**SUPPLIED TEXT**
Megachile hecate

Scientific classification
- Kingdom: Animalia
- Phylum: Arthropoda
- Clade: Pancrustacea
- Class: Insecta
- Order: Hymenoptera
- Family: Megachilidae
- Genus: Megachile
- Species: M. hecate
- Binomial name: Megachile hecate Vachal, 1903

= Megachile hecate =

- Genus: Megachile
- Species: hecate
- Authority: Vachal, 1903

Species of leafcutter bee (Megachile)

Megachile hecate is a species of leafcutter bee in the family Megachilidae. It was first described by French entomologist Joseph Vachal in 1903.

== Distribution ==
Megachile hecate is an Afrotropical species. It is natively distributed across East Africa, with documented populations in Tanzania.

**SOURCE MATERIAL**
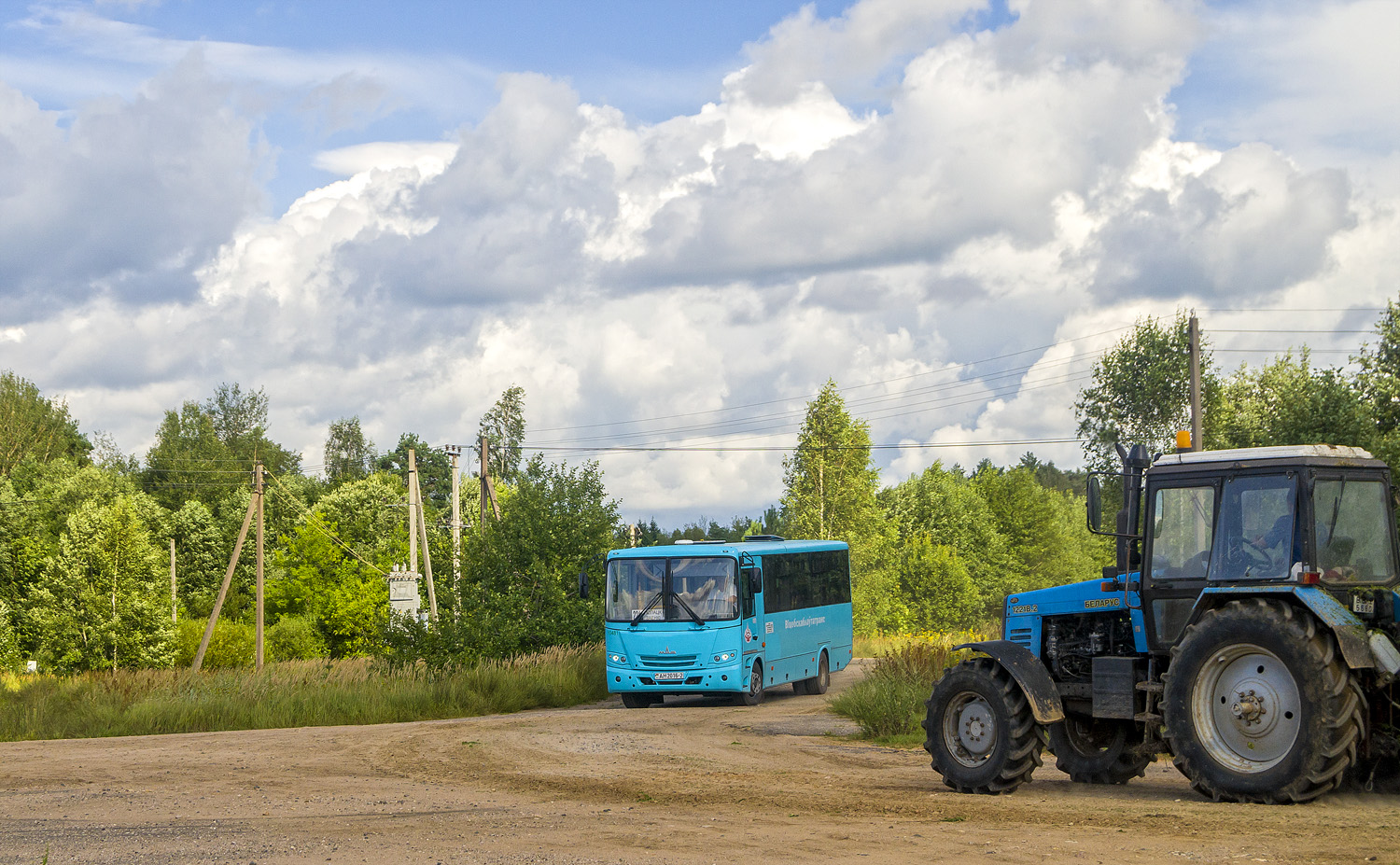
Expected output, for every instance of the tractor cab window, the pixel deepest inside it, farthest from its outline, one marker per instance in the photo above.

**TASKS TO PERFORM**
1 > Answer these from the Megachile hecate article:
(a) To which family does Megachile hecate belong?
(b) Who first described the species, and in what year?
(c) In which country does the article say populations have been documented?
2 > Continue the text on the bee Megachile hecate from where it stops.

**RESULTS**
1 >
(a) Megachilidae
(b) Joseph Vachal, in 1903
(c) Tanzania

2 >
== Behavior and ecology ==
As a member of the genus Megachile, M. hecate is a solitary, non-aggressive bee. While specifics regarding its nesting habits remain poorly documented, species within this genus typically construct nests in pre-existing cavities such as hollow plant stems, wood borings, or burrows in the soil. Females cut neat, oval or circular discs from leaves or flower petals to line and seal individual brood cells, providing insulation and protection against desiccation for the developing larvae.